Segment Start: The input
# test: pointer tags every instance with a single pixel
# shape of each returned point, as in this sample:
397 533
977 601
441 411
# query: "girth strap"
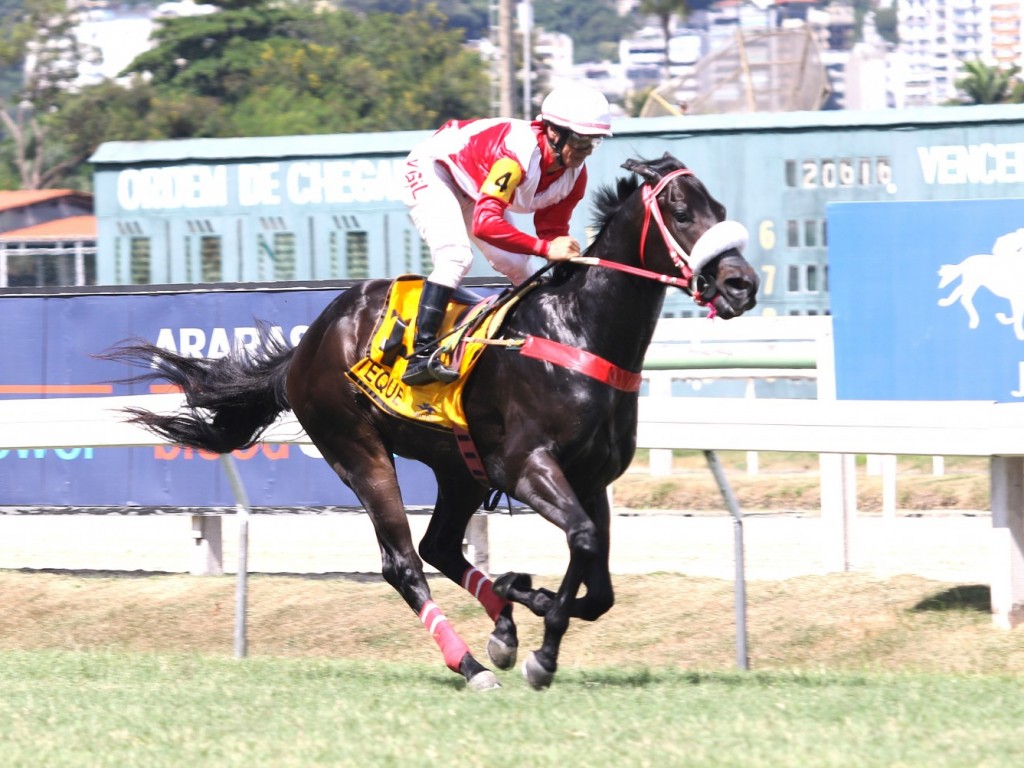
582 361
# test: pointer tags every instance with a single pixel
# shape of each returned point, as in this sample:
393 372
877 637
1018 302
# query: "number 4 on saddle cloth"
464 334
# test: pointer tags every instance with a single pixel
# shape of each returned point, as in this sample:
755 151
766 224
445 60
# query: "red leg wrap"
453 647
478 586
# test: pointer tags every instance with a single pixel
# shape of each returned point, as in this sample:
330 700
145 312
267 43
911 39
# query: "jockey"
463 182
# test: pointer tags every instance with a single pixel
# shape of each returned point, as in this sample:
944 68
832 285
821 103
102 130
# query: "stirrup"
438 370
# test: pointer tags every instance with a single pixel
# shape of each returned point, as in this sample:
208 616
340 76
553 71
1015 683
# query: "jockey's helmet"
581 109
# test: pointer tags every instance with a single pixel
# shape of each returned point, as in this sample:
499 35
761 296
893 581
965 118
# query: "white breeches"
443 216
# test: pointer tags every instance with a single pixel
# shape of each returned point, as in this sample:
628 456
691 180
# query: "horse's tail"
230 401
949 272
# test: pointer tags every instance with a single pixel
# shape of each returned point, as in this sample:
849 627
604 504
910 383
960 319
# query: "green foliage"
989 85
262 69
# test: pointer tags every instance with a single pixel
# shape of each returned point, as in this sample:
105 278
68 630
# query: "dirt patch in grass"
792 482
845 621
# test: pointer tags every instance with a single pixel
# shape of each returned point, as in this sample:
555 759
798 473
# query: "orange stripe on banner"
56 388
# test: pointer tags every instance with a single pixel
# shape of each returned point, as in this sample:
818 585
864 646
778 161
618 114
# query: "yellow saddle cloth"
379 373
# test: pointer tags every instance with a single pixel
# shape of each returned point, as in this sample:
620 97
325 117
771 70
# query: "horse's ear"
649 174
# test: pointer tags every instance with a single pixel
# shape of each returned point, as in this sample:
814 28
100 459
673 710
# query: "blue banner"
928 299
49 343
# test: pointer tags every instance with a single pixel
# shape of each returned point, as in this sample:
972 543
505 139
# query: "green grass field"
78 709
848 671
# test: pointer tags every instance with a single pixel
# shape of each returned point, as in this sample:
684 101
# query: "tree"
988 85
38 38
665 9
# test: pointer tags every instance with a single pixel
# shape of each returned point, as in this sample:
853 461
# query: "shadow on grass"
Segment End: The input
> [Try it] Each line of the listing above belongs in the answer exactly as written; the pictures do not.

> [Result for this exercise]
# test: pointer tags every instance with a single pixel
# shape of each returned point, as in this sample:
397 533
977 601
441 411
# query: "girth strap"
582 361
# test: pointer tags every instance with a single pixel
# shape of each returned point, as in this sample:
393 372
877 637
1018 302
# query: "number 4 on saddle cloth"
464 334
# test: pointer tags every instance with a single pixel
# shape of each returned point, as in this sample:
755 151
766 224
445 60
# query: "red leg wrap"
453 647
478 586
# test: pointer tags every instance with a single pixel
# shape of each returned point, as in this sample:
330 700
145 312
267 43
911 39
# query: "jockey"
463 182
# test: pointer tags every instance with a single pixel
# shape of each returned point, as in this sample:
944 68
832 285
821 103
102 130
# query: "stirrup"
438 370
# test: pointer tags every instance with a single pixel
# shape of each returned point, as in this sample:
208 616
340 76
553 71
1015 683
# query: "jockey's helmet"
581 109
# test: pointer tags every instance with a single pixel
# shape of each returned point, as in this sample:
499 35
761 296
893 581
965 118
# query: "white breeches"
443 216
# test: pointer tags every instance with a single pixel
# shape of each returned point, as in this sample:
628 456
691 180
# query: "horse's tail"
230 401
949 272
# test: pointer tags every instance with a single pixel
# shape of each returned point, as in this sample:
849 627
604 504
910 383
960 319
# query: "green foliage"
989 85
262 69
# test: pointer tags every instance with a single pixel
# shape of each returned point, as in this sample:
105 278
68 630
# query: "dirt patch in grass"
792 482
845 621
# test: pointer tags every instance with a single pixel
# shape of each returned point, as in this sample:
555 759
798 473
# query: "orange stripe on banner"
56 388
# test: pointer tags every instance with a single pixel
# shape of each returned point, as in this sample:
818 585
864 646
778 161
618 114
# query: "yellow saddle cloth"
379 373
# test: pointer tags every instance with a single pixel
# shape of each returned point, as in this sample:
620 97
325 117
771 70
# query: "horse's ear"
649 174
# test: pointer tags every instance with a single pixel
# shape of each returned point, as in this sample:
814 28
100 459
673 710
# query: "blue banner"
928 299
49 343
# test: pointer tags every instance with a single pixel
# shape of each returned point, as in this sample:
972 543
505 139
# query: "green grass field"
78 709
848 671
# test: pointer tags every instance with a single pixel
# shape of each returned point, as in this sample:
684 101
# query: "tree"
988 85
38 38
665 9
# test: pointer tags every instance with a single pixel
# shape of each returned point, as in this sample:
853 461
# query: "shadow on grass"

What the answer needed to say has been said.